◆ GIVEN REQUEST 1
Please gather every line of the listing that contains the string "funnel".

Posted by Faculty of Management on May 2, 2023 in Research

2022 was a year of research successes for the Faculty of Management, says Wiesława Dominika Wranik, associate dean (research). The Faculty’s 2022 Research in Review report was released this week, compiling publications from 48Management researchers.

A graph shows the 10 most frequent research topics. The top three are business, environmental science and social sciences.
Researchers in the faculty of Management do cross-disciplinary issue-centred research that tackles complex multidimensional problems.


The metrics collected for the report show what kind of funding researchers receive and where they get published


“Publishing is just one aspect of the work we do,” says Dr. Wranik. “Our research activities also include training of new research talent at the graduate and undergraduate levels, competing for research funding, broadcasting our research to the world, and working on connections with communities and partners for whom we aim to create positive change.”

That change, or impact as Dr. Wranik calls it, can be difficult to capture. And even though she's wary of isolating several projects to represent the entire faculty, she points to several in which impact is easily discerned.

◆ GIVEN REQUEST 2
Rewrite the stretch of the faculty research post from "Posted by Faculty" through "from 48Management researchers.", putting "published" in place of "released".

Pointing dataset entries
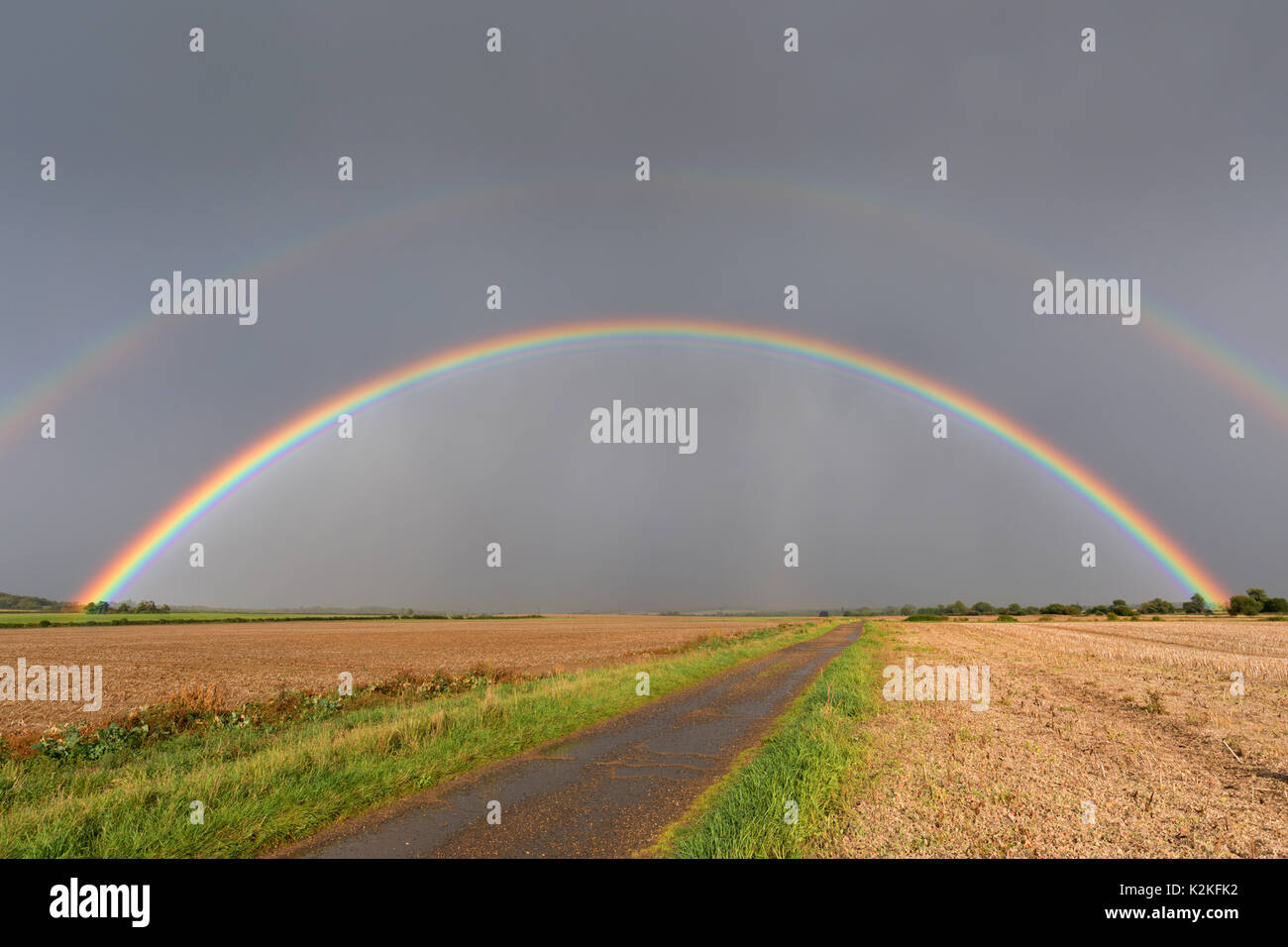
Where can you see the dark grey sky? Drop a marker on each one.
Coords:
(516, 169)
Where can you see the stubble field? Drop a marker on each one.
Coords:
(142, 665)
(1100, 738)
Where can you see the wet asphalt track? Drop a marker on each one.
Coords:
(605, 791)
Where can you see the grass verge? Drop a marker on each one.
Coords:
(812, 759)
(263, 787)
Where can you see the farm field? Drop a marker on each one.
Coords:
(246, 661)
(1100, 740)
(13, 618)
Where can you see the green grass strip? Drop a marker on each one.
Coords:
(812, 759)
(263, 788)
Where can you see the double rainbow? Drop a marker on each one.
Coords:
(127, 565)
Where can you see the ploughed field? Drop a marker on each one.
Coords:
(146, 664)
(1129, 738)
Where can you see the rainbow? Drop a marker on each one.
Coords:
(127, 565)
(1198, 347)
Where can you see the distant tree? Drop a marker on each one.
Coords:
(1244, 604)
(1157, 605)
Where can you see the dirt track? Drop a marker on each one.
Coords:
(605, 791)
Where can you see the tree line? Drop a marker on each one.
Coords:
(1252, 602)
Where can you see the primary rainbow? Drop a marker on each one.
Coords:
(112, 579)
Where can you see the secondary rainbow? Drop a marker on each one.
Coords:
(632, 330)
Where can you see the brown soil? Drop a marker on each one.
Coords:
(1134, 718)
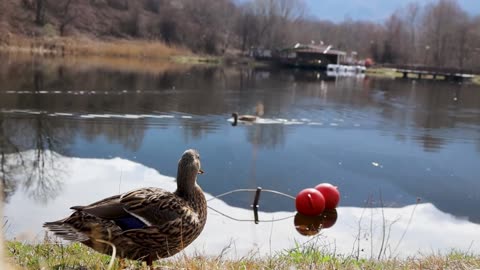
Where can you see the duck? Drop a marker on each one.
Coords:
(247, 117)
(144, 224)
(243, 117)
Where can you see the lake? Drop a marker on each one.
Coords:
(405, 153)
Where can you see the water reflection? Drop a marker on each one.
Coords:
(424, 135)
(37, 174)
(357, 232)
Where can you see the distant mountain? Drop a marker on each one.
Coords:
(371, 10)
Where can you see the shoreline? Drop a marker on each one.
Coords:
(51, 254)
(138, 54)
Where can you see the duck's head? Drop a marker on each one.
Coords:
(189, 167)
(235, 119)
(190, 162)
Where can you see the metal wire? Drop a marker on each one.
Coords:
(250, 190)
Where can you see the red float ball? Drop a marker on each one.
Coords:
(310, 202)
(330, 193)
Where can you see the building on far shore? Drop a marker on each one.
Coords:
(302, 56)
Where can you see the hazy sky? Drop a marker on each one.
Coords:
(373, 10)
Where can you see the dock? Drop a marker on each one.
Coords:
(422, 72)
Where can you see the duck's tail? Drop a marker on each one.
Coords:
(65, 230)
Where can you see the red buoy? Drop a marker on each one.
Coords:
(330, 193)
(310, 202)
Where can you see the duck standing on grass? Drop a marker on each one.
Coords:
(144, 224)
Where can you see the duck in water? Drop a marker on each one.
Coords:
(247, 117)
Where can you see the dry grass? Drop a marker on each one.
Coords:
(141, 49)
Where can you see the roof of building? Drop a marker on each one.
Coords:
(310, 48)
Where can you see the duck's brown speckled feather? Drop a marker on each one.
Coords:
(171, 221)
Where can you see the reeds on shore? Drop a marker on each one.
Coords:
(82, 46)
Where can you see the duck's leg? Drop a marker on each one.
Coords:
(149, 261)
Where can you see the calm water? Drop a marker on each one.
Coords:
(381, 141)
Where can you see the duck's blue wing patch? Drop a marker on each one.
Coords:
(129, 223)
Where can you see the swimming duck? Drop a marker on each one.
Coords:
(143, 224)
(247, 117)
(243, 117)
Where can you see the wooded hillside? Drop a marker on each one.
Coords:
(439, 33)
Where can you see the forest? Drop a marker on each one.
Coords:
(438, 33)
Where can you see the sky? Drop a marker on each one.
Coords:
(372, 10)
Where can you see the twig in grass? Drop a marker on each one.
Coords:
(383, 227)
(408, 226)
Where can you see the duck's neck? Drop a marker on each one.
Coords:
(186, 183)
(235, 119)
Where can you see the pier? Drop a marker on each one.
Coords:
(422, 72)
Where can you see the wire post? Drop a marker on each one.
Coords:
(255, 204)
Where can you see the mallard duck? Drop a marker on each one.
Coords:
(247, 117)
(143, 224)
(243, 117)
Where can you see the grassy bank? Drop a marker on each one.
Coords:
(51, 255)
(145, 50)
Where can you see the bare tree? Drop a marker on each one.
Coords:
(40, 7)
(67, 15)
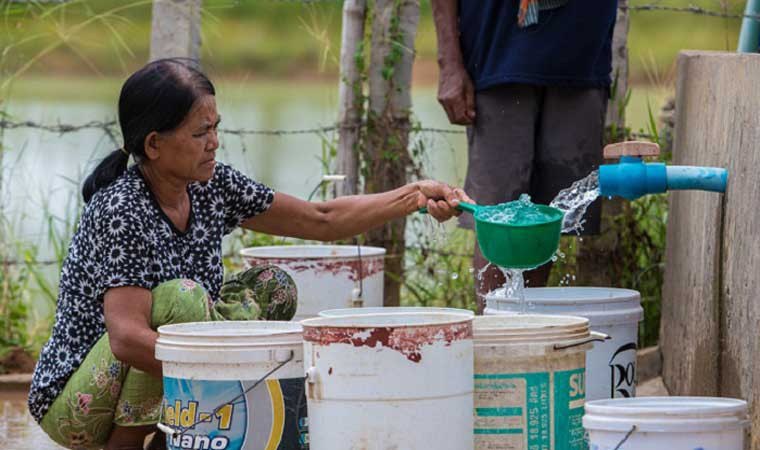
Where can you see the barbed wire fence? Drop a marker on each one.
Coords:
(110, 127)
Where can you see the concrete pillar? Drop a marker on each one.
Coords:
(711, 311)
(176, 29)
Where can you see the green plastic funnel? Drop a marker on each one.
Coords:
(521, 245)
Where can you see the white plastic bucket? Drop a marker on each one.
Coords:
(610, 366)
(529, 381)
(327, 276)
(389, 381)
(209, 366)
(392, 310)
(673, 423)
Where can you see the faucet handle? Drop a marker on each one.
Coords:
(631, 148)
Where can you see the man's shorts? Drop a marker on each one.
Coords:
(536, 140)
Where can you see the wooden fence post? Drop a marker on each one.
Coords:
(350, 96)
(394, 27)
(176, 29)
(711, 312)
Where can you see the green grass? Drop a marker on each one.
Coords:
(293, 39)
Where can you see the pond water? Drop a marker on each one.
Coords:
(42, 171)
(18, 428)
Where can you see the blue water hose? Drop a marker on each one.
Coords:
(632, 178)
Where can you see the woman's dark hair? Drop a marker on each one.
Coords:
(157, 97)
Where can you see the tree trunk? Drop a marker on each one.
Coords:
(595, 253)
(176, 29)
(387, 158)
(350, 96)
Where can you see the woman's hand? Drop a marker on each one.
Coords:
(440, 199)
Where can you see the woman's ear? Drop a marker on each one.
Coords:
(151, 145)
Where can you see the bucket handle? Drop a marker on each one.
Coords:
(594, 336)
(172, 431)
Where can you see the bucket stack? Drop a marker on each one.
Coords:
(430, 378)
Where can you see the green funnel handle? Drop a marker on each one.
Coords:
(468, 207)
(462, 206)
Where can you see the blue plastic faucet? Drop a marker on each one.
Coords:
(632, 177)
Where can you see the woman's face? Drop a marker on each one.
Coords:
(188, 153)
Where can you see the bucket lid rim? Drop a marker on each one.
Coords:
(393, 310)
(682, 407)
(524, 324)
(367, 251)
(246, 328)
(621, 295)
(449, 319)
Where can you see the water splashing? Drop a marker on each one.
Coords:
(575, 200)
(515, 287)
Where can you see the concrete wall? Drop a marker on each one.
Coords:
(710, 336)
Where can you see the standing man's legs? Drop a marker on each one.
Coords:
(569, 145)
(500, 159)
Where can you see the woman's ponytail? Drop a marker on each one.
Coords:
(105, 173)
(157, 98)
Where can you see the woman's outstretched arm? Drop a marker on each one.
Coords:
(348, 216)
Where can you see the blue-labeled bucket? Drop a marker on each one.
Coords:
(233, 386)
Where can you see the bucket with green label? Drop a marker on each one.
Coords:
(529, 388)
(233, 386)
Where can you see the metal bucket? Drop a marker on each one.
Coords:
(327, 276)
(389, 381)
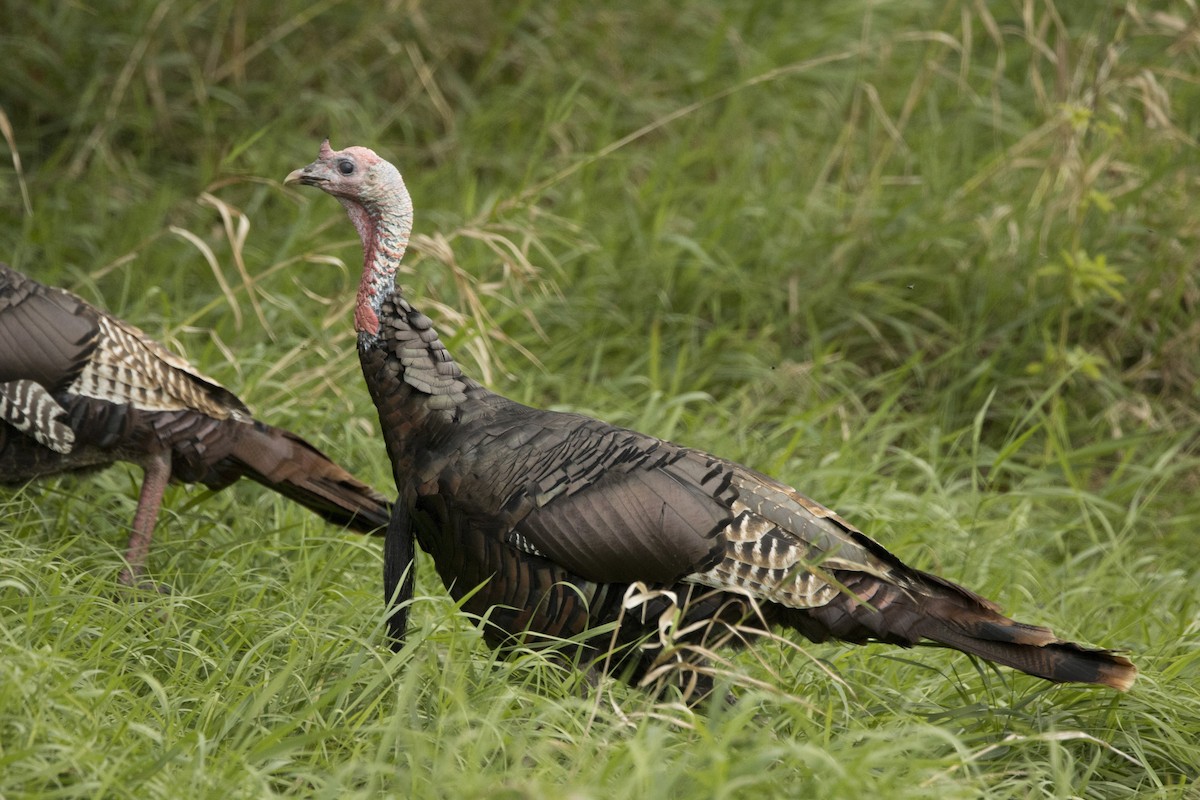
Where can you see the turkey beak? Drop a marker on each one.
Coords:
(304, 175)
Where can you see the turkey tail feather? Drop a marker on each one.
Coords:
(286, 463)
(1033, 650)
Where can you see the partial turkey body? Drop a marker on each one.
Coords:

◆ TASK RESPONSE 1
Where can you see the green plastic funnel? Drop a marker on each one.
Where can you see the green funnel handle? Drop a marker on each one.

◆ TASK RESPONSE 2
Posted by Faculty of Management on May 2, 2023 in Research

2022 was a year of research successes for the Faculty of Management, says Wiesława Dominika Wranik, associate dean (research). The Faculty’s 2022 Research in Review report was published this week, compiling publications from 48Management researchers.